*Given request*
Take the lines from the one containing "One marker serves each instance of the white" through the end of the rows below, and write them out again with "navy" switched to "dark blue" and nothing else changed.

Some rows:
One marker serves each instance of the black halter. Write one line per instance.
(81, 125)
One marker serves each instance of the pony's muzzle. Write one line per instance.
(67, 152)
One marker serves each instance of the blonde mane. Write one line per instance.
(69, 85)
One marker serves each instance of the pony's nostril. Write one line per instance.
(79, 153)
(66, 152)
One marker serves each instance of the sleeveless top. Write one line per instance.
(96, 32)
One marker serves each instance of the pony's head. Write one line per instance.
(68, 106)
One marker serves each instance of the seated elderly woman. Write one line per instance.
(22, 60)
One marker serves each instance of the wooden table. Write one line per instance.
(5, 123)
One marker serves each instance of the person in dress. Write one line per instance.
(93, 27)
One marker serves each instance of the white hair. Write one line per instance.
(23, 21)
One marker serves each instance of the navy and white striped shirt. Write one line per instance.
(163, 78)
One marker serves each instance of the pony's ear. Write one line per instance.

*Solution to the exercise*
One marker serves each instance of the white hair. Write one line per instance.
(23, 21)
One marker serves each instance of the dark blue and white striped shirt. Write one line per instance.
(163, 78)
One marker serves each instance of the pony's ear. Write one line per instance.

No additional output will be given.